• [What you need to do] Repeat the rows below word for word, from the first line through the line that contains "point(24, 252)", including both of those lines.

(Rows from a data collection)
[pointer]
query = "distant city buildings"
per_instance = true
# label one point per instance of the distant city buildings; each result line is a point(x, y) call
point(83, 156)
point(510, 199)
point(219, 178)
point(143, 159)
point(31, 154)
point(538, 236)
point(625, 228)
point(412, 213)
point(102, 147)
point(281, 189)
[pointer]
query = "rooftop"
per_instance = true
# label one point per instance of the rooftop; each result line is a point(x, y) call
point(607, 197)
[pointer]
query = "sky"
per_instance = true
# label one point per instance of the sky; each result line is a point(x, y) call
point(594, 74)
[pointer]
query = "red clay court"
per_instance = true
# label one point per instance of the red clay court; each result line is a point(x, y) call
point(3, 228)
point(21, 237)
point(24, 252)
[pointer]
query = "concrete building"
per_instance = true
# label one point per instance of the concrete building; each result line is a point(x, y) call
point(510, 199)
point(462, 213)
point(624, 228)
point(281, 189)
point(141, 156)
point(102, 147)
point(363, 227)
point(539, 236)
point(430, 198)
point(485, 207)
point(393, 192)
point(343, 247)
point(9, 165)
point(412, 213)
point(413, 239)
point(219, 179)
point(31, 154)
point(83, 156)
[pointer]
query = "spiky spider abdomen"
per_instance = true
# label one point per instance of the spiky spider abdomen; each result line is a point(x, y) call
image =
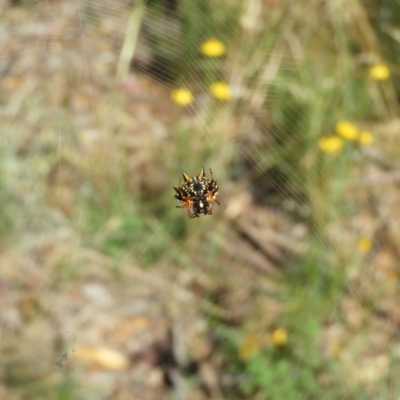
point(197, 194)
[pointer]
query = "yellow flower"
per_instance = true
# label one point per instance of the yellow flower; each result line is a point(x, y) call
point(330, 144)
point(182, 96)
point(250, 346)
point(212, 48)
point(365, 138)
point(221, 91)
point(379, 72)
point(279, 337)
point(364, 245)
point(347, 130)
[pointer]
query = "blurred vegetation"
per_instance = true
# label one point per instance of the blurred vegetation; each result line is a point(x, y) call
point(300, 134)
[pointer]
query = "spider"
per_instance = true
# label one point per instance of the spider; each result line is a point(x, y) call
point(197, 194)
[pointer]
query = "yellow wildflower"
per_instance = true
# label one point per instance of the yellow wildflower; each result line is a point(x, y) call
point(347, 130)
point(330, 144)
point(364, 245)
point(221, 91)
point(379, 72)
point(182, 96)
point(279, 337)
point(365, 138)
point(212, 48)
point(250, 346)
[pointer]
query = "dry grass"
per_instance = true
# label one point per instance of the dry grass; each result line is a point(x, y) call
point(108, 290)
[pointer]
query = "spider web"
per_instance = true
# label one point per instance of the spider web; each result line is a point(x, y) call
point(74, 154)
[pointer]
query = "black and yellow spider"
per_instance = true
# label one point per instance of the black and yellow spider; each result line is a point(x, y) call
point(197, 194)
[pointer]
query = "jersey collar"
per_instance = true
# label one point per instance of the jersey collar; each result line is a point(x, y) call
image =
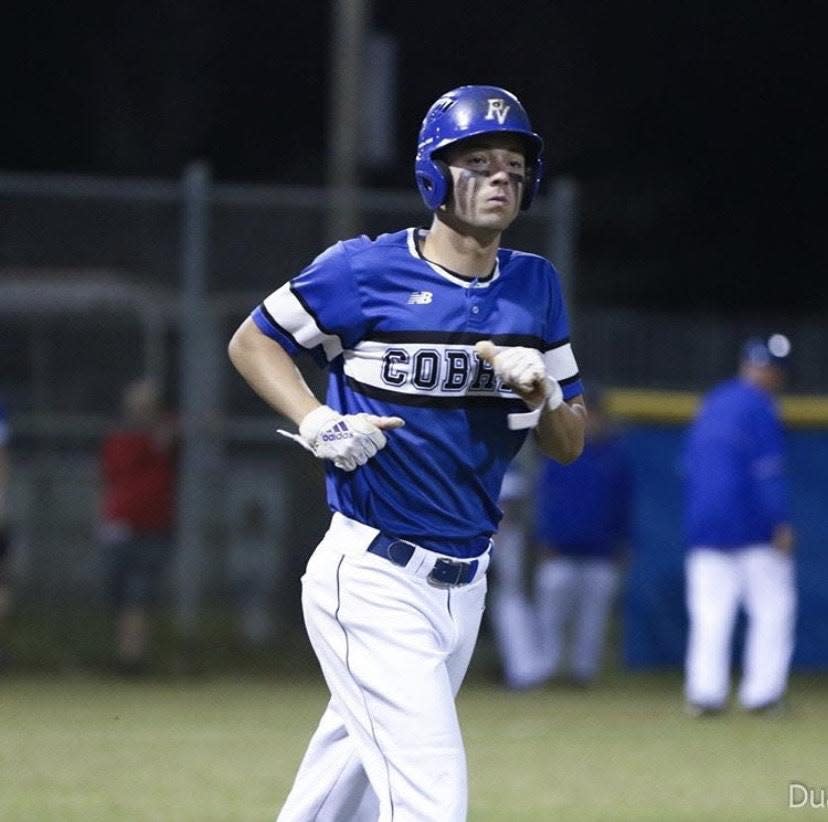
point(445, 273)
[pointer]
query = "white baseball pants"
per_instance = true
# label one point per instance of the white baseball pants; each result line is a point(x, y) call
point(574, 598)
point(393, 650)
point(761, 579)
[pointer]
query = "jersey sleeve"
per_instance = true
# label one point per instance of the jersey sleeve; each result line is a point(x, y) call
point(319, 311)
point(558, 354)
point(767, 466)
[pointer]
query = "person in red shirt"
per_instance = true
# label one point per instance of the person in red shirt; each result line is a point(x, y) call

• [Answer to the problem]
[pointer]
query = "distant city buildings"
per_instance = true
# label one point per instance of the distant city buildings; each result line is a point(x, y) call
point(83, 156)
point(510, 199)
point(219, 178)
point(143, 159)
point(31, 154)
point(538, 236)
point(625, 228)
point(412, 213)
point(102, 147)
point(281, 189)
[pointer]
query = "rooftop"
per_instance = true
# label one point per instance of the rooftop; each result line is a point(x, y) call
point(607, 197)
[pointer]
query = "sky"
per_instance = true
# label one point per instance of the sky; each result line is a point(x, y) call
point(594, 74)
[pointer]
query = "red clay court"
per_instance = true
# label one point per instance of the red clay court; each result line is a point(x, y) call
point(3, 228)
point(21, 237)
point(24, 252)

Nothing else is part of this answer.